> EXCERPT:
::::::::::

Friday, April 4, 2008
CRACK LAWS CHALLENGED/CLINTON APOLOGISES
April 1, 2008--Change is in the air, and I'm not talking about presidential politics. While the rest of the country obsesses over delegate math, black America would do well to pay closer attention to another vote count—how senators and members of Congress are lining up on the most serious effort to date to fix our unfair and deeply destructive sentencing code for federal drug crimes.
These hastily conceived but, thus far, implacable policies have arguably done more damage to our community than any law since Jim Crow's death. But this congressional session, more than 20 years after Washington copped its first hit of crack, legislators are meaningfully considering a much belated rewrite.
We should all be familiar with the depressing fallout by now. Forty percent of the 2.2 million people in prison or jail are black, 20 percent are Latino. At the current rate, one in three black men will spend time behind bars before they die.
Those are stunning facts, but equally gripping are the ones that make clear how the prison-industrial complex has ballooned with black bodies as a result of Washington's quixotic war on drugs. Since its opening salvos in the early 1980s, the national prison population has grown at a faster rate than ever, according to Justice Department stats—by nearly 700 percent. Take that in for a second, it's a doozy. Now consider this one as well: In 1980, just 25 percent of federal prisoners were locked up for drug charges; today, the number is larger by half than the entire prison population of 1980.

::::::::::

> SUPPLIED MATERIAL:
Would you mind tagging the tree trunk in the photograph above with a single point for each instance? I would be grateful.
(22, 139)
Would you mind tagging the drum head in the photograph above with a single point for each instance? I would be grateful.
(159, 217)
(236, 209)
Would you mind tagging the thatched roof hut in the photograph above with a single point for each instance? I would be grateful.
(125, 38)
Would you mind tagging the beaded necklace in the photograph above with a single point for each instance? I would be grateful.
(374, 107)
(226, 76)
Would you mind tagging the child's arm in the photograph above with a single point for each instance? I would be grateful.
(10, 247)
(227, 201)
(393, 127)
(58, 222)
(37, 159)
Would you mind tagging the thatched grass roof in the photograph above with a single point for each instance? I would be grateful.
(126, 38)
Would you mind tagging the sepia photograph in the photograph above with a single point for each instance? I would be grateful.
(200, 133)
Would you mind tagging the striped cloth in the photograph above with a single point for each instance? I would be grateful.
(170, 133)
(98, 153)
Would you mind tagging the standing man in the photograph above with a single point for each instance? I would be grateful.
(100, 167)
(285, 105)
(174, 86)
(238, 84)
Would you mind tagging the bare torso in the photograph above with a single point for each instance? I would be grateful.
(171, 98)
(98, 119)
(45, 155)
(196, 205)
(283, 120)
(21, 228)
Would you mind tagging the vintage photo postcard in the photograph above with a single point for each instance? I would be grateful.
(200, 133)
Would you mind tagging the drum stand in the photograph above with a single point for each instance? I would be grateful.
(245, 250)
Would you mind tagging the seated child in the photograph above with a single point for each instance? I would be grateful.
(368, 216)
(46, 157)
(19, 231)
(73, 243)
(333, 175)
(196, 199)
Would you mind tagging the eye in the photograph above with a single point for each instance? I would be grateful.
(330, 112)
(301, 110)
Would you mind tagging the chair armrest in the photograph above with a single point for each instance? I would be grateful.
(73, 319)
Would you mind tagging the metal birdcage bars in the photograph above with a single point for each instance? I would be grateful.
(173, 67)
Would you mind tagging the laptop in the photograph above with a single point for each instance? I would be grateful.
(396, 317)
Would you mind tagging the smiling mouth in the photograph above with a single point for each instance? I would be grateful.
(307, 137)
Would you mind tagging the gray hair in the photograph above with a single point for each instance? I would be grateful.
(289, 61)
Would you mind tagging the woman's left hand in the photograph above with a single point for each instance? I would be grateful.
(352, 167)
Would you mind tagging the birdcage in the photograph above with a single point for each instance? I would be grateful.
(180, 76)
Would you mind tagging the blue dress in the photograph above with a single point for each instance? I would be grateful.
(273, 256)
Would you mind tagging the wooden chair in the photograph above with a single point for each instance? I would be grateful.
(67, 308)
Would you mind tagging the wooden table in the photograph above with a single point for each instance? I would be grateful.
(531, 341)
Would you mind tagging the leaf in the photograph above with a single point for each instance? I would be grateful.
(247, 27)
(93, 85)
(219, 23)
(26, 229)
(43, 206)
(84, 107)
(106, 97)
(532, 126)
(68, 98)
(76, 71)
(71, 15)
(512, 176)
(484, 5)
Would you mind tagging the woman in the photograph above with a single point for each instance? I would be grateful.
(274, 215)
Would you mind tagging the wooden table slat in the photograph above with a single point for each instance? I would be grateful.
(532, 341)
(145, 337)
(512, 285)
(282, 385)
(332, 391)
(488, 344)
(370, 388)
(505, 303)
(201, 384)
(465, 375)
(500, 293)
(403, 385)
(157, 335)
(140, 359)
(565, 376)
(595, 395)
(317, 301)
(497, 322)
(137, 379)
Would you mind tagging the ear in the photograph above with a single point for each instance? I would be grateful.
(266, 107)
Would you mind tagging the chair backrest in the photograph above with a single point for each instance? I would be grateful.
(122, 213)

::::::::::

Reproduce the post on federal crack sentencing laws from above word for word, from its date through its final sentence.

> RESULT OF THE EXERCISE:
Friday, April 4, 2008
CRACK LAWS CHALLENGED/CLINTON APOLOGISES
April 1, 2008--Change is in the air, and I'm not talking about presidential politics. While the rest of the country obsesses over delegate math, black America would do well to pay closer attention to another vote count—how senators and members of Congress are lining up on the most serious effort to date to fix our unfair and deeply destructive sentencing code for federal drug crimes.
These hastily conceived but, thus far, implacable policies have arguably done more damage to our community than any law since Jim Crow's death. But this congressional session, more than 20 years after Washington copped its first hit of crack, legislators are meaningfully considering a much belated rewrite.
We should all be familiar with the depressing fallout by now. Forty percent of the 2.2 million people in prison or jail are black, 20 percent are Latino. At the current rate, one in three black men will spend time behind bars before they die.
Those are stunning facts, but equally gripping are the ones that make clear how the prison-industrial complex has ballooned with black bodies as a result of Washington's quixotic war on drugs. Since its opening salvos in the early 1980s, the national prison population has grown at a faster rate than ever, according to Justice Department stats—by nearly 700 percent. Take that in for a second, it's a doozy. Now consider this one as well: In 1980, just 25 percent of federal prisoners were locked up for drug charges; today, the number is larger by half than the entire prison population of 1980.